• **Problem to solve**:
Edit the material below by changing every "house style" to "standard format" and keeping everything else the same.

____ Supplied data

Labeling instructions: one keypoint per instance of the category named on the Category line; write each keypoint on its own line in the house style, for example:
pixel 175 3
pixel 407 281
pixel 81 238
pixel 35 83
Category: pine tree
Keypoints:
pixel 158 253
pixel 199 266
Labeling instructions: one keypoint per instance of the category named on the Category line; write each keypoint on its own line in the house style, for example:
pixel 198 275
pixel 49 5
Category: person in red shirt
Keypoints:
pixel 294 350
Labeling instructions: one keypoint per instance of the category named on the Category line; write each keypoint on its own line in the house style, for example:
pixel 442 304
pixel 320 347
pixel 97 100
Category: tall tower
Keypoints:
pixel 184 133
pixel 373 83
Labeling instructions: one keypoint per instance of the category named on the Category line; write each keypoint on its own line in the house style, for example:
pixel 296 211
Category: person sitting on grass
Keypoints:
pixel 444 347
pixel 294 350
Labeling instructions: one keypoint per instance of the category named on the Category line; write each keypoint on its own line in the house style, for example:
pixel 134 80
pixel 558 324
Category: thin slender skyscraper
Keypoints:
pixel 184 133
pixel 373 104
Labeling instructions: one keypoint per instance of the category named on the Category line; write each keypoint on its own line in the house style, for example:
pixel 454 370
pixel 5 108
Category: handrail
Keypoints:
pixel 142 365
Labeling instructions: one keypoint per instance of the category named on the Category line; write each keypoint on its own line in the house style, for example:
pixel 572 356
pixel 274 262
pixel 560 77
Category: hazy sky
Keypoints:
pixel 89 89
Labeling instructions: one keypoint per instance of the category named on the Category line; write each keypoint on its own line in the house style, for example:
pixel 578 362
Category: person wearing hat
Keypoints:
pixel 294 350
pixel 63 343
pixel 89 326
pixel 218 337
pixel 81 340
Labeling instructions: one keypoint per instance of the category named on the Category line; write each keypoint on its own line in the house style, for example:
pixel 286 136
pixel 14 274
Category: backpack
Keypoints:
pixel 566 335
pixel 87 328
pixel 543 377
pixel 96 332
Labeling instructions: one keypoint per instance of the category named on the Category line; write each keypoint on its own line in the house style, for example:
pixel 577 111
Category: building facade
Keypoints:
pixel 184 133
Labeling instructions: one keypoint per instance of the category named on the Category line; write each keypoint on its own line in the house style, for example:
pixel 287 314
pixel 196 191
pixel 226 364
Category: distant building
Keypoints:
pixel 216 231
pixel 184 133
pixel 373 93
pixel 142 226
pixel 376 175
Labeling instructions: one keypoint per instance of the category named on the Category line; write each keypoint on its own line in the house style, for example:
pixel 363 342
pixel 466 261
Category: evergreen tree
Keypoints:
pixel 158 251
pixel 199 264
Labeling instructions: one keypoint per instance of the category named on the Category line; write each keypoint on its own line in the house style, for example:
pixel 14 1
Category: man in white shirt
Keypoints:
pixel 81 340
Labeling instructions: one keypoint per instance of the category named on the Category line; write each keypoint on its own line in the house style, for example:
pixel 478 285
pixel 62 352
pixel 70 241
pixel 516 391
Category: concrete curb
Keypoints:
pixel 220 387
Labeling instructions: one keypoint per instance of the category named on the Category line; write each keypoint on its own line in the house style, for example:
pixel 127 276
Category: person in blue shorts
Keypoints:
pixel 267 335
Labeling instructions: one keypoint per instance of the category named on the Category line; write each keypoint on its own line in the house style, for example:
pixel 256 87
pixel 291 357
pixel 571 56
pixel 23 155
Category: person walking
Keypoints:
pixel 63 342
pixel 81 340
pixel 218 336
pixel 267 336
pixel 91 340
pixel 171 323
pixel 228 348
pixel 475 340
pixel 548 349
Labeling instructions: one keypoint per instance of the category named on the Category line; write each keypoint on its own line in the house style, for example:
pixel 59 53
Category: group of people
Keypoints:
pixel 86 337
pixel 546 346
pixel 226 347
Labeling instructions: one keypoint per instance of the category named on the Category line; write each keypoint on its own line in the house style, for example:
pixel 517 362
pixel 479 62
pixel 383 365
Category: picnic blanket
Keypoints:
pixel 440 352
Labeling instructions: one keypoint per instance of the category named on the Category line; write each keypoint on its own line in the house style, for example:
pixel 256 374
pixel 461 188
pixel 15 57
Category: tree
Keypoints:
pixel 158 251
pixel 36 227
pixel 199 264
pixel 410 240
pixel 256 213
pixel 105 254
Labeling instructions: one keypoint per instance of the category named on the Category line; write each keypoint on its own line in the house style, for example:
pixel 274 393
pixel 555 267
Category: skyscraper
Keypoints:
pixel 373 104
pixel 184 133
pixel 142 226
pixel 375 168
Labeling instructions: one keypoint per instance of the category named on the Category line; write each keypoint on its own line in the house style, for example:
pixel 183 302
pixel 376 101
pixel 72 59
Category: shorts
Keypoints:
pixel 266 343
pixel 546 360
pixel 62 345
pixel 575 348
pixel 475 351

________

• **Finished task**:
Labeling instructions: one keypoint per instance of the category named on the Category line; write each keypoint on its own line in the standard format, for example:
pixel 175 3
pixel 407 281
pixel 81 238
pixel 35 83
Category: pine tree
Keypoints:
pixel 158 253
pixel 199 266
Labeling instructions: one keypoint per instance of the category named on the Category line; write each keypoint on its own line in the standard format, for example:
pixel 198 275
pixel 49 5
Category: person in red shirt
Keypoints:
pixel 294 350
Labeling instructions: one keypoint per instance of the category named on the Category line; write each keypoint on its own line in the standard format, for example:
pixel 442 304
pixel 320 347
pixel 97 100
Category: tall tower
Keypoints:
pixel 184 133
pixel 373 83
Labeling instructions: one keypoint per instance of the category named on the Category line; write each keypoint on its own line in the standard format, for example:
pixel 296 211
Category: person sitting on grass
Keypoints:
pixel 444 347
pixel 294 350
Labeling instructions: one keypoint per instance of the category named on the Category line; write each keypoint on its own line in the standard format, for example:
pixel 134 80
pixel 558 324
Category: thin slender skyscraper
Keypoints:
pixel 184 133
pixel 373 104
Labeling instructions: one keypoint per instance of the category named on the Category line; write each keypoint on its own line in the standard format, for example:
pixel 454 370
pixel 5 108
Category: handrail
Keypoints:
pixel 142 365
Labeling instructions: one keypoint per instance of the category named on the Category line; write each keypoint on its own line in the standard format, for example:
pixel 572 356
pixel 274 262
pixel 560 77
Category: hazy sky
Keypoints:
pixel 89 89
Labeling instructions: one keypoint per instance of the category named on the Category line; write each keypoint on its own line in the standard format, for example:
pixel 578 362
Category: person wearing hat
Keypoints:
pixel 294 350
pixel 63 343
pixel 89 326
pixel 218 337
pixel 81 340
Labeling instructions: one keypoint per instance of the category named on the Category line; write each keypoint on its own line in the standard format, for example:
pixel 286 136
pixel 14 274
Category: backpack
Keypoints:
pixel 566 335
pixel 87 328
pixel 543 377
pixel 96 332
Labeling instructions: one keypoint per instance of the category named on the Category line; write each keypoint on its own line in the standard format, for example:
pixel 577 111
Category: building facade
Keypoints:
pixel 184 133
Labeling instructions: one keypoint per instance of the category named on the Category line; write each keypoint on its own line in the standard format, for example:
pixel 287 314
pixel 196 191
pixel 226 364
Category: distant building
Keypoints:
pixel 216 231
pixel 184 133
pixel 373 93
pixel 142 226
pixel 376 175
Labeling instructions: one keypoint per instance of the category named on the Category line; write each keypoint on its own line in the standard format, for example:
pixel 363 342
pixel 466 261
Category: evergreen tree
Keypoints:
pixel 158 251
pixel 199 264
Labeling instructions: one keypoint per instance of the category named on the Category line; write each keypoint on its own line in the standard format, for example:
pixel 14 1
Category: man in white shirt
Keypoints:
pixel 81 340
Labeling instructions: one keypoint per instance of the category named on the Category line; write each keypoint on its own line in the standard format, for example:
pixel 478 285
pixel 62 352
pixel 70 241
pixel 516 391
Category: concrete curb
Keypoints:
pixel 220 387
Labeling instructions: one keypoint per instance of the category named on the Category line; write each keypoint on its own line in the standard format, for example:
pixel 127 276
Category: person in blue shorts
Keypoints:
pixel 267 335
Labeling instructions: one keypoint per instance of the category named on the Category line; write each keypoint on its own line in the standard format, for example:
pixel 256 87
pixel 291 357
pixel 571 56
pixel 23 155
Category: person walking
Keypoints:
pixel 63 342
pixel 81 340
pixel 218 336
pixel 267 336
pixel 91 340
pixel 171 323
pixel 228 348
pixel 475 340
pixel 548 349
Labeling instructions: one keypoint per instance of the category named on the Category line; write each keypoint on its own line in the standard format, for example:
pixel 59 53
Category: group of people
Keypoints:
pixel 86 337
pixel 546 346
pixel 226 347
Labeling instructions: one keypoint per instance of the category named on the Category line; write each keypoint on its own line in the standard format, for example:
pixel 517 362
pixel 479 62
pixel 383 365
Category: picnic blanket
Keypoints:
pixel 440 352
Labeling instructions: one keypoint per instance of the category named on the Category line; write each keypoint on its own line in the standard format, for example:
pixel 256 374
pixel 461 188
pixel 15 57
Category: tree
Keypoints:
pixel 158 251
pixel 36 227
pixel 199 264
pixel 410 240
pixel 256 213
pixel 105 254
Labeling instructions: one keypoint per instance of the category named on the Category line; write each keypoint on its own line in the standard format, for example:
pixel 274 393
pixel 555 267
Category: skyscraper
Keypoints:
pixel 373 104
pixel 184 133
pixel 142 226
pixel 375 168
Labeling instructions: one keypoint per instance of the category named on the Category line; write each keypoint on its own line in the standard format, for example:
pixel 183 302
pixel 376 101
pixel 72 59
Category: shorts
Keypoints:
pixel 266 343
pixel 546 360
pixel 62 345
pixel 575 348
pixel 475 351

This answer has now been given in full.